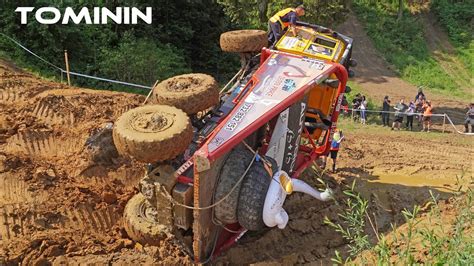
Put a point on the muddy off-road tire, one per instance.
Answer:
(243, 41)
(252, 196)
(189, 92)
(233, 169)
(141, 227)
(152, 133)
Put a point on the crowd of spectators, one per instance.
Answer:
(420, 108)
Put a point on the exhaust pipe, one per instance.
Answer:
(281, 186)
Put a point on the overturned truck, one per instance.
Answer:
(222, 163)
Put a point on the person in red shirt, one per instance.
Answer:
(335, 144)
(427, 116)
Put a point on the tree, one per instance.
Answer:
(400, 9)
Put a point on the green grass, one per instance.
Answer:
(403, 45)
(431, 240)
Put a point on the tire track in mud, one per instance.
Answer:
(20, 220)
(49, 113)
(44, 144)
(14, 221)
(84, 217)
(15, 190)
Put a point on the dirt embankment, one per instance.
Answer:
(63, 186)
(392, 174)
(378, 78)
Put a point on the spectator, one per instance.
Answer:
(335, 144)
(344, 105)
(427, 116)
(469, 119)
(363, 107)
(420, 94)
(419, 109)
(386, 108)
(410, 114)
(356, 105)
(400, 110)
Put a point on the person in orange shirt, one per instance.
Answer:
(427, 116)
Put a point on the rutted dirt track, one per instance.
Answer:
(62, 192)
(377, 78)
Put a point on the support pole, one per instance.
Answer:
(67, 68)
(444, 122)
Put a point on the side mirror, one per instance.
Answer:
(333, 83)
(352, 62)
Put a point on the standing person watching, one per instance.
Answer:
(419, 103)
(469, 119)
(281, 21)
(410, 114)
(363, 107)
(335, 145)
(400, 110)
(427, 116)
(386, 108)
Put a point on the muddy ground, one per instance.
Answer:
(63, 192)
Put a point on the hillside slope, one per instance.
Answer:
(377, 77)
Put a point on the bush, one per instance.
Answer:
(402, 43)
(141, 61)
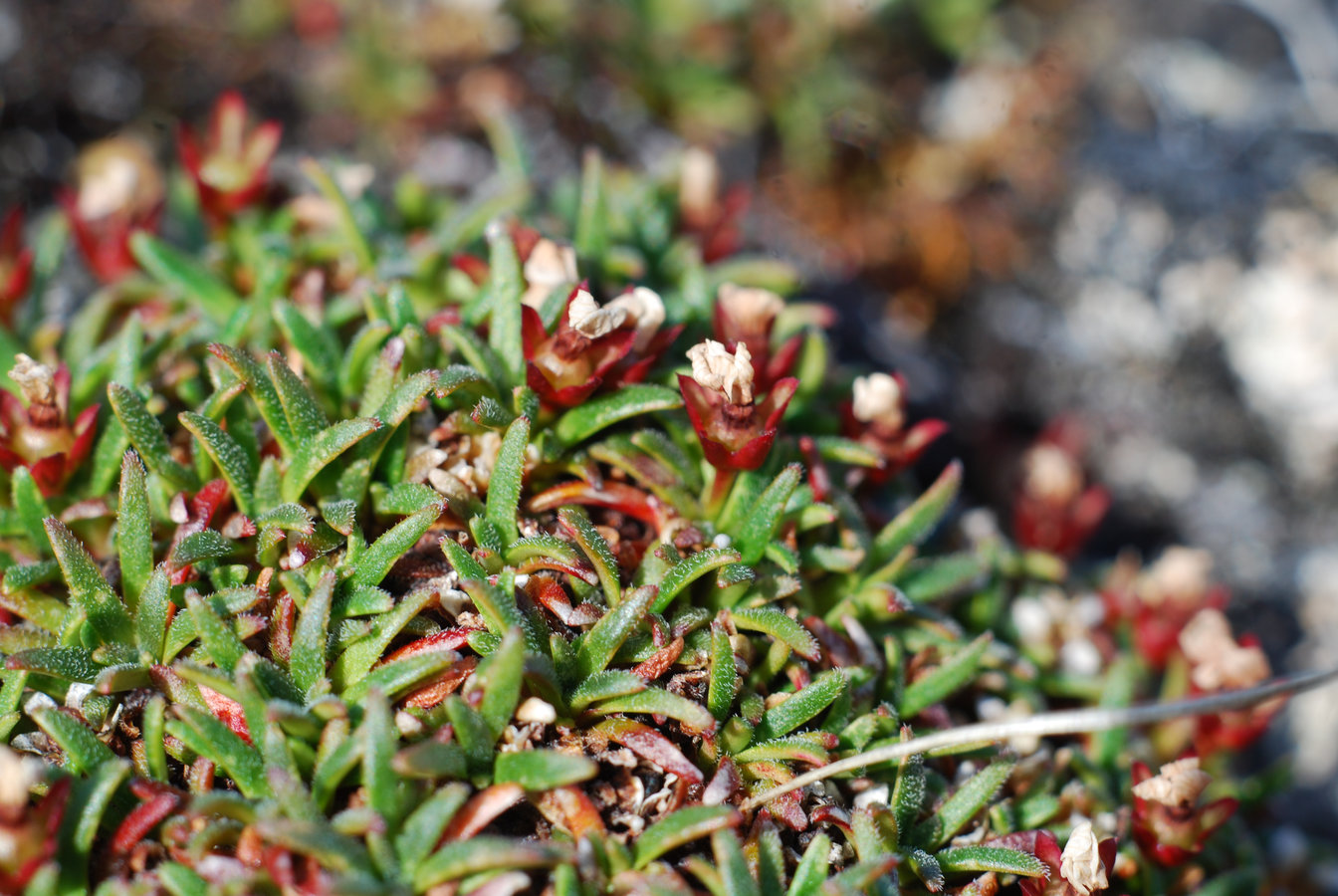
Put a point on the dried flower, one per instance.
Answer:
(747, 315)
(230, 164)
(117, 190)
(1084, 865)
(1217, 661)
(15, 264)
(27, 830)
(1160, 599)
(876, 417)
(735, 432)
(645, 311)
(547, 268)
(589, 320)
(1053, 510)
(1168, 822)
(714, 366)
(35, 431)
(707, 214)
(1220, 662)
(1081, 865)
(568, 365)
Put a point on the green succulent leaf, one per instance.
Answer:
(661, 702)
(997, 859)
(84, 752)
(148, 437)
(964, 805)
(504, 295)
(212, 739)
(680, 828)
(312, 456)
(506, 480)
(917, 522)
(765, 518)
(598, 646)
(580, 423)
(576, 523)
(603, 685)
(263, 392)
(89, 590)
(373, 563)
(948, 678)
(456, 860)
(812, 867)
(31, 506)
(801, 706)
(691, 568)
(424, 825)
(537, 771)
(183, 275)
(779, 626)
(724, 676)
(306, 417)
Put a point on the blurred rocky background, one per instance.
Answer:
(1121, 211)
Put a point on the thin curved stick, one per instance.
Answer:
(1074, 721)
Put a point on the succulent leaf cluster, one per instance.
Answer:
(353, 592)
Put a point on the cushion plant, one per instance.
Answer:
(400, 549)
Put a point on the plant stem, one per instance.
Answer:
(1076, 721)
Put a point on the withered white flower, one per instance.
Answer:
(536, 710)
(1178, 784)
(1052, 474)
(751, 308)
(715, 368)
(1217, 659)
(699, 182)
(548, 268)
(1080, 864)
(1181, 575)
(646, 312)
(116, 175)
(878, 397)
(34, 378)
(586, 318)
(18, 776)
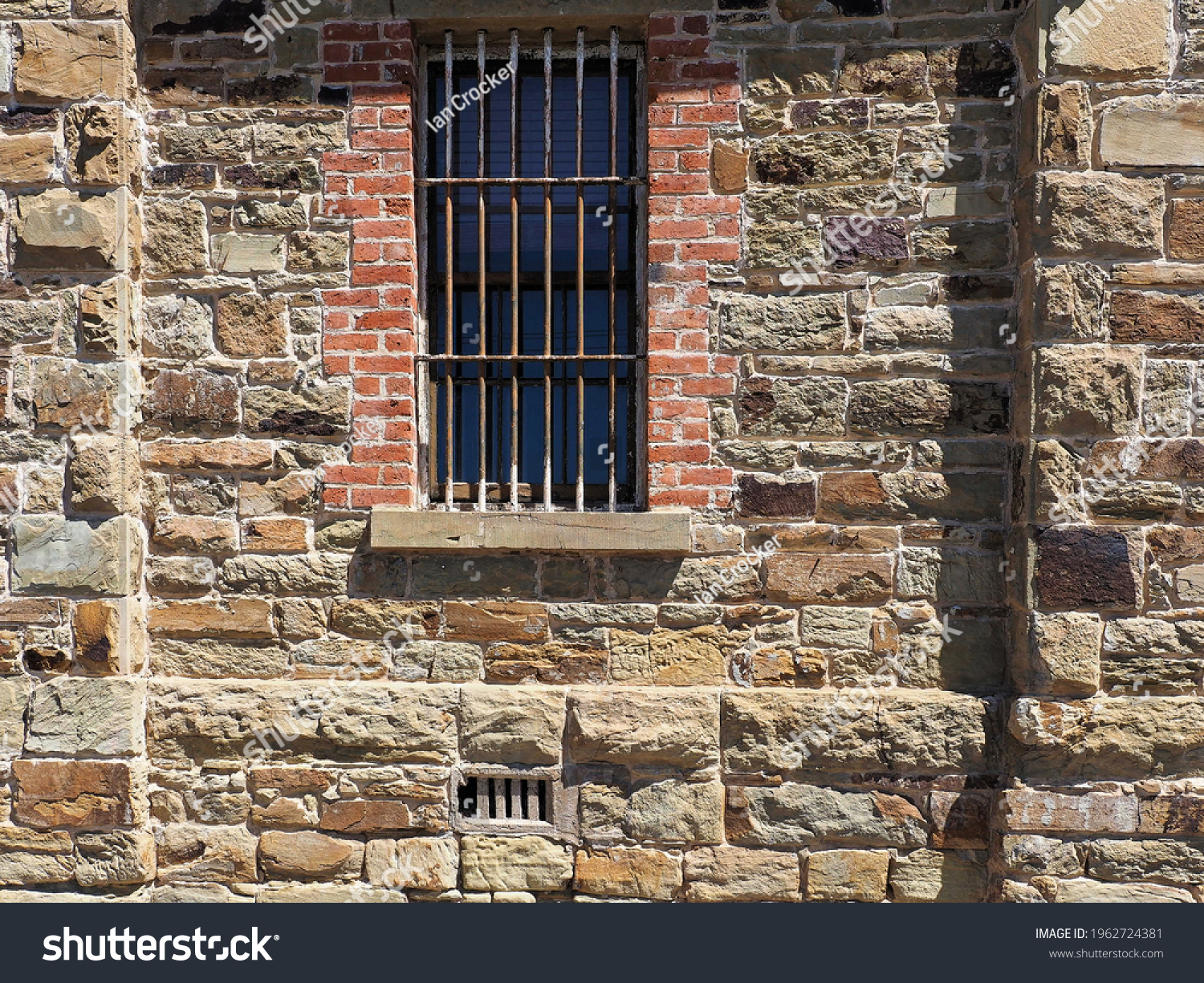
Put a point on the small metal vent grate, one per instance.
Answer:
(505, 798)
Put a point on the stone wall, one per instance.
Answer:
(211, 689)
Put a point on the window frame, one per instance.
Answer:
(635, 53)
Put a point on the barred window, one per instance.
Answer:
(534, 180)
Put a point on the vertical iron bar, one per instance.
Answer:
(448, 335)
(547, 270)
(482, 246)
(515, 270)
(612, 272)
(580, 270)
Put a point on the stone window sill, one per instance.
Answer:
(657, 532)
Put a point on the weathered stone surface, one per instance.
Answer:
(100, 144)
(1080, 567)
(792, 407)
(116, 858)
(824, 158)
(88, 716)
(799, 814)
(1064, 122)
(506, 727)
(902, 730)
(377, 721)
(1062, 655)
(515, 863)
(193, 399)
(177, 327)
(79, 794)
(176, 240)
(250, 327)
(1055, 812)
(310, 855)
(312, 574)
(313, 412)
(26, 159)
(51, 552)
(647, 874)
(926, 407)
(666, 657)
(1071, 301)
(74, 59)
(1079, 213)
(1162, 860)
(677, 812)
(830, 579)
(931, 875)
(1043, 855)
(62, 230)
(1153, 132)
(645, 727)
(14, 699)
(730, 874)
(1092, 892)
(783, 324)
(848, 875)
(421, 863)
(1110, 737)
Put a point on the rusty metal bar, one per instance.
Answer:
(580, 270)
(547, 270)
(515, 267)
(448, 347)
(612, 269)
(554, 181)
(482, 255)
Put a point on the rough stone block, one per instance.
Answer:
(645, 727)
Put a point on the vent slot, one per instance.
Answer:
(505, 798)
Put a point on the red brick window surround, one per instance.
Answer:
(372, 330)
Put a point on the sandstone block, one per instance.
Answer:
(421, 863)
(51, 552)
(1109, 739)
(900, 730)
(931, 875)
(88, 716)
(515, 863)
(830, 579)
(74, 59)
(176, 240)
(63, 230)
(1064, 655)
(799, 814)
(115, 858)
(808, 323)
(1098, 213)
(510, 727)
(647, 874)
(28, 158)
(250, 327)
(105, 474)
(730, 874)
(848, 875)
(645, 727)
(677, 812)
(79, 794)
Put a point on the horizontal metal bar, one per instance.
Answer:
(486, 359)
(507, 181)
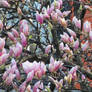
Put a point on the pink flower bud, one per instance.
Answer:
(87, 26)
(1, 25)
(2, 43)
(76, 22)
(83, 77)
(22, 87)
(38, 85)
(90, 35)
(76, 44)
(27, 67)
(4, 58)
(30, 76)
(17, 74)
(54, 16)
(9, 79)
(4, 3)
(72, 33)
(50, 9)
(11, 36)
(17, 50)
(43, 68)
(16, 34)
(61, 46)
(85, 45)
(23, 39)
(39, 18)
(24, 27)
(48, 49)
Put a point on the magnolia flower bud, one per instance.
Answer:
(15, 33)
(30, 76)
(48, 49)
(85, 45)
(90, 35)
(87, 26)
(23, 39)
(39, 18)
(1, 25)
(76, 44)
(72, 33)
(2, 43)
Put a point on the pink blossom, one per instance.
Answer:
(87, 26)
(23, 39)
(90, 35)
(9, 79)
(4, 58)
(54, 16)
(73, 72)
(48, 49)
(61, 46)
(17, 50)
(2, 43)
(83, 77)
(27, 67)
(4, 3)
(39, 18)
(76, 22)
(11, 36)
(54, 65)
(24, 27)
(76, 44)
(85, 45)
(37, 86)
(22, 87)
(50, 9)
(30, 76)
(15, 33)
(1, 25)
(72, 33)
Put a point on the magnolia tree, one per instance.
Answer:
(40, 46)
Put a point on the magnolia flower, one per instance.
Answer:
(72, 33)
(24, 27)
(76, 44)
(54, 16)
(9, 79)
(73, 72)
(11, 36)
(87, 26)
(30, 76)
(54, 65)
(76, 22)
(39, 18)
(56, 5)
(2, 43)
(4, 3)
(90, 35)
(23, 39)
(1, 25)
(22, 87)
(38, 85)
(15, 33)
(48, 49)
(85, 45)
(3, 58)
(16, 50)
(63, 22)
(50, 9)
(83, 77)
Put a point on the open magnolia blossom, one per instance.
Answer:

DIRECTIONS FOR THIS TASK »
Transcribe the listing above line for line, beginning at the line that contains "Put a point on the vent" and stopping at the end of the listing, with both of those lines included. Omit the pictures from your copy.

RESPONSE »
Put a point on the vent slot, one per instance.
Answer:
(505, 798)
Put a point on the red brick window surround, one per instance.
Answer:
(372, 330)
Put a point on the sandstone block, one per instance.
Answer:
(421, 863)
(51, 552)
(1109, 739)
(900, 730)
(931, 875)
(88, 716)
(515, 863)
(830, 579)
(74, 59)
(176, 240)
(63, 230)
(1064, 655)
(799, 814)
(115, 858)
(808, 323)
(1098, 213)
(510, 727)
(647, 874)
(28, 158)
(250, 327)
(105, 474)
(730, 874)
(848, 875)
(645, 727)
(677, 812)
(79, 794)
Put a point on the horizontal metal bar, one per instance.
Answer:
(486, 359)
(507, 181)
Put a point on the pink flower bud, one per instance.
Answer:
(87, 26)
(1, 25)
(2, 43)
(76, 22)
(83, 77)
(22, 87)
(38, 85)
(90, 35)
(76, 44)
(27, 67)
(4, 58)
(30, 76)
(17, 74)
(54, 16)
(9, 79)
(4, 3)
(72, 33)
(50, 9)
(11, 36)
(17, 50)
(43, 68)
(16, 34)
(61, 46)
(85, 45)
(23, 39)
(39, 18)
(24, 27)
(48, 49)
Put a point on the magnolia flower bud, one per instance.
Answer:
(15, 33)
(30, 76)
(48, 49)
(85, 45)
(90, 35)
(87, 26)
(23, 39)
(39, 18)
(1, 25)
(76, 44)
(72, 33)
(2, 43)
Put a point on the pink blossom, one per instance.
Answer:
(87, 26)
(23, 39)
(90, 35)
(9, 79)
(4, 58)
(54, 16)
(73, 72)
(48, 49)
(61, 46)
(17, 50)
(2, 43)
(83, 77)
(27, 67)
(4, 3)
(39, 18)
(76, 22)
(11, 36)
(54, 65)
(24, 27)
(76, 44)
(85, 45)
(37, 86)
(22, 87)
(50, 9)
(30, 76)
(15, 33)
(1, 25)
(72, 33)
Put a point on the magnolia tree, one per instance.
Answer:
(40, 46)
Put a point on the magnolia flower, one per instance.
Answer:
(72, 33)
(24, 27)
(76, 44)
(54, 16)
(9, 79)
(73, 72)
(11, 36)
(87, 26)
(30, 76)
(54, 65)
(76, 22)
(39, 18)
(56, 5)
(2, 43)
(4, 3)
(90, 35)
(23, 39)
(1, 25)
(22, 87)
(38, 85)
(15, 33)
(48, 49)
(85, 45)
(3, 58)
(16, 50)
(63, 22)
(50, 9)
(83, 77)
Put a point on the open magnolia blossom, one per instance.
Answer:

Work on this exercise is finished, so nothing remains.